### RAW DATA
▼
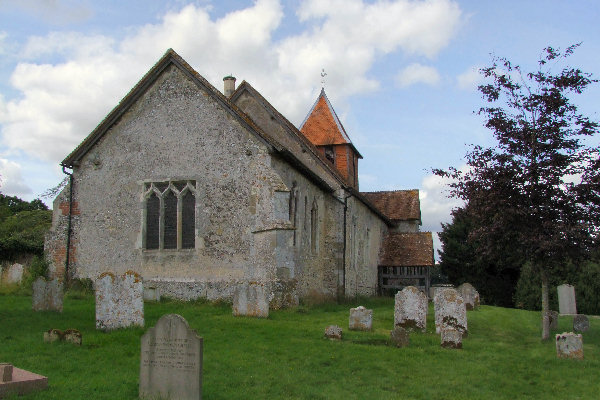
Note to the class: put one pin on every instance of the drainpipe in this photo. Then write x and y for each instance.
(68, 247)
(345, 245)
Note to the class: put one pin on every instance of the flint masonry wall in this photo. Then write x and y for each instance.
(176, 131)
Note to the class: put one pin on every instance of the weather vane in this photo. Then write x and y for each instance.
(323, 75)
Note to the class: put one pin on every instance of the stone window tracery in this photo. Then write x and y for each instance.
(170, 215)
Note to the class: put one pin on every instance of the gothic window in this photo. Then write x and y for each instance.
(170, 219)
(330, 153)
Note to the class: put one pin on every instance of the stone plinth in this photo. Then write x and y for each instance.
(171, 361)
(250, 299)
(451, 338)
(581, 323)
(119, 301)
(22, 382)
(47, 295)
(470, 296)
(566, 300)
(400, 337)
(450, 311)
(361, 319)
(569, 345)
(333, 332)
(410, 309)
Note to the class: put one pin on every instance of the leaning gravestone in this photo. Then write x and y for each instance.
(566, 300)
(250, 299)
(119, 301)
(361, 319)
(47, 295)
(569, 345)
(450, 311)
(581, 323)
(470, 295)
(410, 309)
(171, 361)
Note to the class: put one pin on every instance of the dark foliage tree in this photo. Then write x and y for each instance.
(494, 275)
(541, 181)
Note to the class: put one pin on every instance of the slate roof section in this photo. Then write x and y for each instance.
(322, 125)
(397, 205)
(407, 250)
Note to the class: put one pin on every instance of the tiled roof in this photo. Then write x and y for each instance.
(407, 250)
(397, 205)
(322, 125)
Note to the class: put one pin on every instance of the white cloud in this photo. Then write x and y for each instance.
(60, 103)
(11, 180)
(417, 73)
(470, 79)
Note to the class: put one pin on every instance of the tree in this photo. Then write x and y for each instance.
(540, 181)
(494, 275)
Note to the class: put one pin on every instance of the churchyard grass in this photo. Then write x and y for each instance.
(286, 356)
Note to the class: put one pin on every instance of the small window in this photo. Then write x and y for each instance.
(170, 220)
(330, 154)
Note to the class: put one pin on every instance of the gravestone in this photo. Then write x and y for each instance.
(581, 323)
(410, 309)
(14, 274)
(569, 345)
(400, 337)
(119, 301)
(18, 381)
(47, 295)
(171, 360)
(566, 300)
(553, 319)
(361, 319)
(250, 299)
(470, 296)
(333, 332)
(450, 311)
(451, 338)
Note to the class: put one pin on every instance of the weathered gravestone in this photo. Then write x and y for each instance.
(450, 311)
(400, 337)
(361, 319)
(18, 381)
(569, 345)
(250, 299)
(47, 295)
(333, 332)
(470, 296)
(581, 323)
(119, 301)
(410, 309)
(13, 274)
(451, 338)
(171, 361)
(566, 300)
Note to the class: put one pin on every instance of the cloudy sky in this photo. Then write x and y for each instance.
(402, 75)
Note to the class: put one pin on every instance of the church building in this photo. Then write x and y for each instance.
(198, 191)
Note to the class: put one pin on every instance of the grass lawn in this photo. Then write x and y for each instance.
(286, 356)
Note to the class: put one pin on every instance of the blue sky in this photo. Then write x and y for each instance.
(402, 75)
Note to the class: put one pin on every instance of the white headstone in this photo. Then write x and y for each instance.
(450, 311)
(566, 300)
(171, 361)
(410, 309)
(119, 301)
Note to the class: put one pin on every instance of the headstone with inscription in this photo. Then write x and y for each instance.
(47, 295)
(171, 361)
(566, 300)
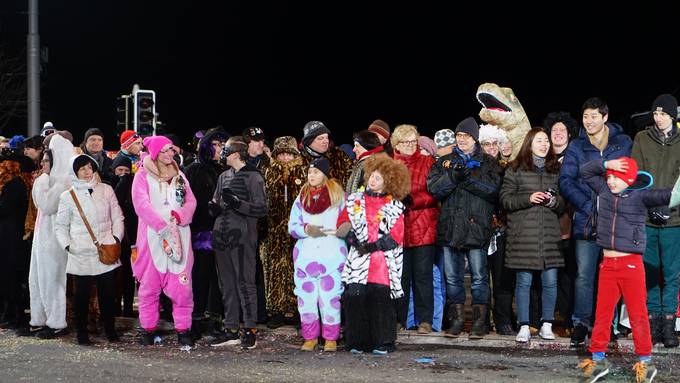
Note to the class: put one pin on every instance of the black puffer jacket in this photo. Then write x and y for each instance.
(467, 206)
(533, 231)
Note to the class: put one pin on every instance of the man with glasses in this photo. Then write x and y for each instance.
(466, 182)
(130, 146)
(599, 139)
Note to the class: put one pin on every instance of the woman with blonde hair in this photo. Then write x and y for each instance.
(421, 220)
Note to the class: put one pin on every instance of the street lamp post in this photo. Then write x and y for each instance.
(33, 53)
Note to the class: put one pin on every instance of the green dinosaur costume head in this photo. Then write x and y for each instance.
(501, 107)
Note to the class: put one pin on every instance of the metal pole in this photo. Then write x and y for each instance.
(33, 53)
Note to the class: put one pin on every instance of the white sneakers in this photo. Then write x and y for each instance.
(546, 331)
(523, 335)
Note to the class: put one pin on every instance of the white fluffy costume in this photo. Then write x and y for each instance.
(47, 274)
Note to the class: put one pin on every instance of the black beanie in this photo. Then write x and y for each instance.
(312, 130)
(469, 126)
(121, 161)
(367, 139)
(82, 160)
(323, 165)
(666, 103)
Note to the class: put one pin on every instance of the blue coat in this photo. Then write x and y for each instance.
(574, 189)
(621, 217)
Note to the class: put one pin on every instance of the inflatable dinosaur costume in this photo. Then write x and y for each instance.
(501, 107)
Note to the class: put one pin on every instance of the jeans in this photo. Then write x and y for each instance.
(417, 274)
(454, 271)
(548, 294)
(662, 256)
(587, 258)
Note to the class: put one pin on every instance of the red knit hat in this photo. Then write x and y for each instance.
(127, 138)
(629, 175)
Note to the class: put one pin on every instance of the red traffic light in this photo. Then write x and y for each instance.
(145, 103)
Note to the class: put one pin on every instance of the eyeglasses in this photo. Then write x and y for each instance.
(487, 144)
(409, 142)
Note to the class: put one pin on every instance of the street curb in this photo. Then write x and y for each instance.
(508, 342)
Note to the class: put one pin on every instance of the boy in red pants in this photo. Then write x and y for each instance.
(622, 210)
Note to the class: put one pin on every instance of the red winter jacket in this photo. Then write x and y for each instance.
(420, 225)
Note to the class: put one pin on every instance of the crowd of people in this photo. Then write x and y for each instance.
(359, 241)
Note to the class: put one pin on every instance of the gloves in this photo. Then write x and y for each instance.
(214, 209)
(659, 216)
(314, 231)
(230, 199)
(343, 230)
(460, 172)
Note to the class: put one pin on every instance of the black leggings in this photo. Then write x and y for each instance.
(106, 287)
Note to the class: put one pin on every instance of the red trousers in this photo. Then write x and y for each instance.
(622, 276)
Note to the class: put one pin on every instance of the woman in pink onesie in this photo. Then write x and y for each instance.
(165, 205)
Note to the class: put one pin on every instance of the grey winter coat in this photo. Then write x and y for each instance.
(533, 231)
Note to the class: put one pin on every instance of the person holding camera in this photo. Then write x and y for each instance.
(238, 203)
(598, 139)
(530, 197)
(466, 182)
(656, 151)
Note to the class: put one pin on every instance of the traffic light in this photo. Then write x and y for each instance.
(144, 112)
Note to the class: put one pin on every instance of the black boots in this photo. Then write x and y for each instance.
(668, 331)
(479, 322)
(655, 328)
(456, 319)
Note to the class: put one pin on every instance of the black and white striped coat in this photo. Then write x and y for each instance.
(356, 265)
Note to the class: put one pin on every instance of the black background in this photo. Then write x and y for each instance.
(278, 65)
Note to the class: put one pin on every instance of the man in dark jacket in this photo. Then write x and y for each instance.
(240, 201)
(656, 150)
(93, 146)
(202, 175)
(467, 183)
(599, 139)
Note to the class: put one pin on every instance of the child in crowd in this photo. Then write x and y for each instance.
(372, 272)
(318, 256)
(622, 210)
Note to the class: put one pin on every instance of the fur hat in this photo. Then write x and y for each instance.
(367, 139)
(121, 161)
(312, 130)
(128, 138)
(380, 127)
(444, 137)
(48, 128)
(253, 134)
(428, 144)
(489, 133)
(395, 174)
(154, 144)
(323, 165)
(469, 126)
(666, 103)
(285, 144)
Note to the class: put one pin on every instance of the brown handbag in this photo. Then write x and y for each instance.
(108, 254)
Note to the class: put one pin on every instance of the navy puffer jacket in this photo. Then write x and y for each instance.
(574, 189)
(621, 217)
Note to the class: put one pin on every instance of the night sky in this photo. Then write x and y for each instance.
(242, 63)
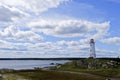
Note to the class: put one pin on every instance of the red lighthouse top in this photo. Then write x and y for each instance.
(91, 40)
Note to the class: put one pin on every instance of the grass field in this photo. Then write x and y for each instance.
(51, 75)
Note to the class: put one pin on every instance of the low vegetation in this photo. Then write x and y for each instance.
(105, 68)
(51, 75)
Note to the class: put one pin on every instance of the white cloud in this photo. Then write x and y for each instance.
(70, 28)
(36, 6)
(9, 14)
(113, 40)
(14, 33)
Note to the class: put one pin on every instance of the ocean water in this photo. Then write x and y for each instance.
(28, 64)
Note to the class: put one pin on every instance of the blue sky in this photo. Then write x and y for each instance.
(59, 28)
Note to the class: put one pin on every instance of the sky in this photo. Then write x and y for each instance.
(59, 28)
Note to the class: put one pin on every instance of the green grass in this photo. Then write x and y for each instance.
(71, 66)
(53, 75)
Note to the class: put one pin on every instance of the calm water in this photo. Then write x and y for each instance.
(28, 64)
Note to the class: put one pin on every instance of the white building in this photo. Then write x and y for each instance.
(92, 49)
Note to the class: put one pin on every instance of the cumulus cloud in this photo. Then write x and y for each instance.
(14, 33)
(9, 14)
(70, 28)
(113, 40)
(36, 6)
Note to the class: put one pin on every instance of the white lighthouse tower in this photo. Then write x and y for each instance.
(92, 49)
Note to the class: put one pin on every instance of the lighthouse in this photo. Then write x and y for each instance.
(92, 49)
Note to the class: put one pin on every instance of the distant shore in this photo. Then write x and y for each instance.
(107, 58)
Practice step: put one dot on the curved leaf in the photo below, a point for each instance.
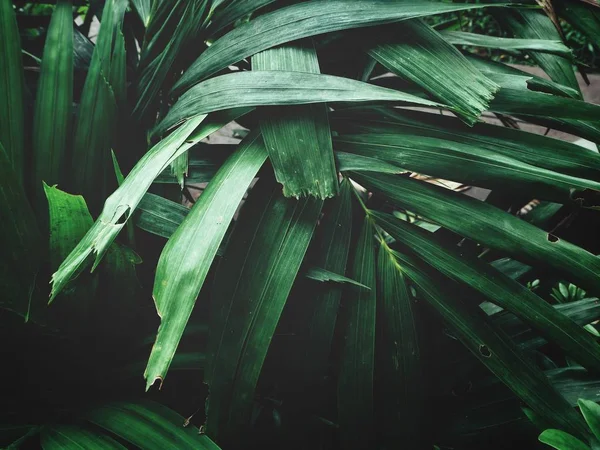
(186, 259)
(302, 20)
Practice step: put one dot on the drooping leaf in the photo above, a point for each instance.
(143, 8)
(53, 110)
(150, 426)
(493, 348)
(121, 204)
(417, 52)
(498, 288)
(481, 40)
(355, 381)
(303, 20)
(69, 437)
(488, 225)
(583, 17)
(536, 25)
(20, 240)
(69, 221)
(97, 118)
(160, 216)
(534, 149)
(12, 126)
(323, 275)
(185, 260)
(272, 88)
(298, 138)
(203, 161)
(399, 365)
(331, 255)
(265, 250)
(562, 441)
(591, 413)
(182, 23)
(234, 11)
(461, 162)
(516, 98)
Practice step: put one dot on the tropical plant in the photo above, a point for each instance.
(564, 441)
(331, 281)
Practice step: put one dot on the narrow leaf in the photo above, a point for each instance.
(591, 412)
(488, 225)
(322, 275)
(298, 138)
(54, 100)
(242, 89)
(418, 53)
(399, 365)
(303, 20)
(481, 40)
(20, 240)
(494, 349)
(12, 127)
(561, 441)
(355, 382)
(185, 260)
(265, 252)
(68, 437)
(150, 426)
(499, 289)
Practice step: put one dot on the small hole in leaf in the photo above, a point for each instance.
(484, 351)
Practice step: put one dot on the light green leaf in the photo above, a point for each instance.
(537, 25)
(492, 347)
(121, 204)
(143, 8)
(69, 221)
(498, 288)
(20, 241)
(303, 20)
(591, 413)
(235, 10)
(97, 118)
(417, 52)
(160, 216)
(186, 259)
(265, 252)
(481, 40)
(355, 382)
(69, 437)
(298, 138)
(150, 426)
(12, 127)
(243, 89)
(53, 110)
(488, 225)
(561, 441)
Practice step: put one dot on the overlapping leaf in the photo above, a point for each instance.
(303, 20)
(499, 289)
(185, 260)
(488, 225)
(355, 382)
(298, 138)
(265, 251)
(12, 127)
(417, 52)
(53, 110)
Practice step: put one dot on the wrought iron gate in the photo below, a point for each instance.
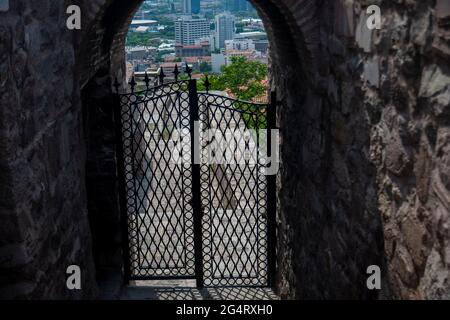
(182, 217)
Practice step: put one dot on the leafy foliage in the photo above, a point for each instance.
(242, 77)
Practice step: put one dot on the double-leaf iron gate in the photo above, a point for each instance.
(183, 215)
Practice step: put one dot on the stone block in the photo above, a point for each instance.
(4, 5)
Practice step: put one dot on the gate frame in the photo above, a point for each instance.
(196, 188)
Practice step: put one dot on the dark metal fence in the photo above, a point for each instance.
(183, 217)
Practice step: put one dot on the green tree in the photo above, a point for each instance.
(243, 78)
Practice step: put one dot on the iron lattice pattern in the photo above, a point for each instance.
(233, 193)
(158, 191)
(213, 229)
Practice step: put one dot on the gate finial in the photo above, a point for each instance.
(132, 84)
(161, 76)
(116, 85)
(207, 84)
(176, 72)
(147, 80)
(188, 71)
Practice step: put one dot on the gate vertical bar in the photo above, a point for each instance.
(271, 193)
(195, 162)
(121, 185)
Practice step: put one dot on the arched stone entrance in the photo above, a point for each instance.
(364, 128)
(307, 83)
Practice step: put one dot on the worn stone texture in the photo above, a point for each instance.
(365, 175)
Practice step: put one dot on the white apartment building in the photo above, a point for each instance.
(225, 29)
(187, 6)
(189, 30)
(240, 45)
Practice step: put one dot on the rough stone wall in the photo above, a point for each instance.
(409, 110)
(43, 215)
(365, 144)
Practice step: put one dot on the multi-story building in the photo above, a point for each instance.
(187, 6)
(191, 7)
(237, 5)
(239, 44)
(225, 29)
(188, 30)
(196, 50)
(195, 4)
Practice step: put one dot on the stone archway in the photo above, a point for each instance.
(109, 28)
(364, 140)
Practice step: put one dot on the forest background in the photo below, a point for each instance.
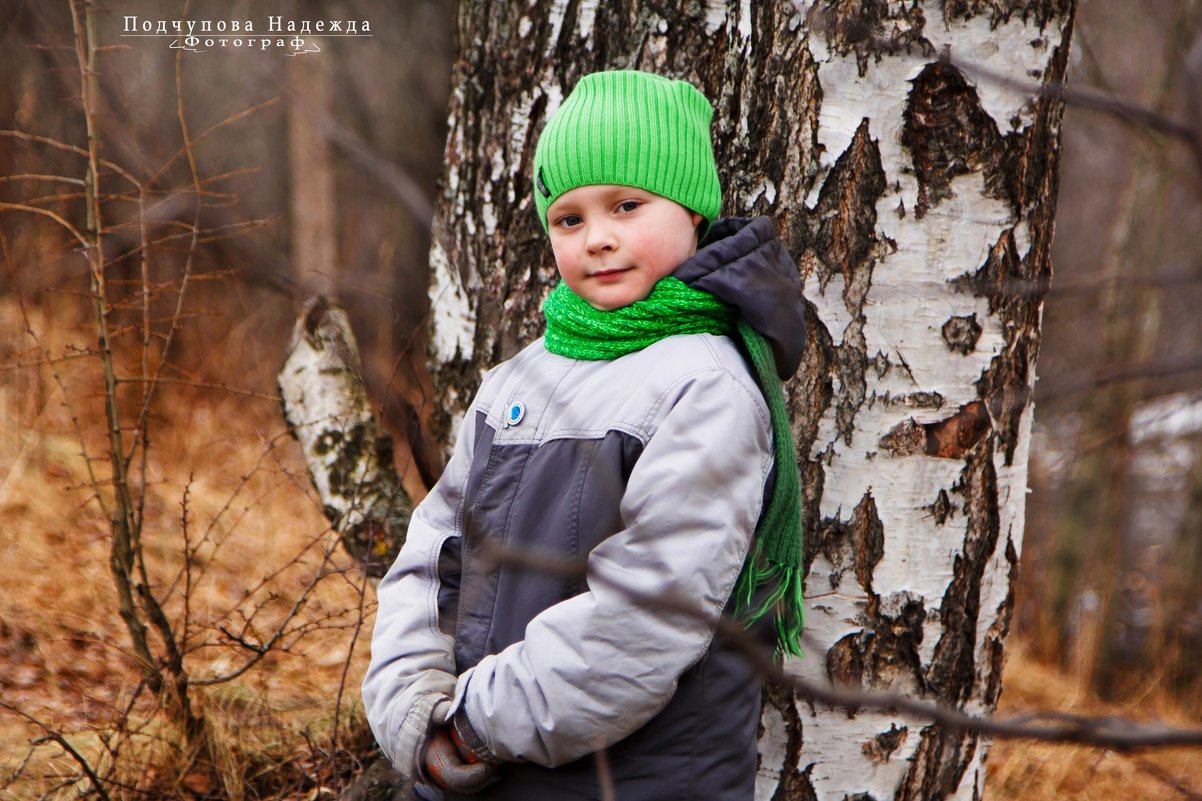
▲
Each line from the one containing "Practice step: put one dot on the multi-story" through the last line of the data should be written out exactly. Skip the pictures, and add no other lines.

Practice step: put one dot on the multi-story building in the photo above, a point for each instance.
(187, 6)
(191, 7)
(237, 5)
(239, 44)
(225, 29)
(188, 30)
(196, 50)
(195, 4)
Practice step: put one dot on the stone archway in the photo above, a point for each instance.
(109, 28)
(364, 140)
Practice step: put one dot on the forest background in the photo below, a point for each instance.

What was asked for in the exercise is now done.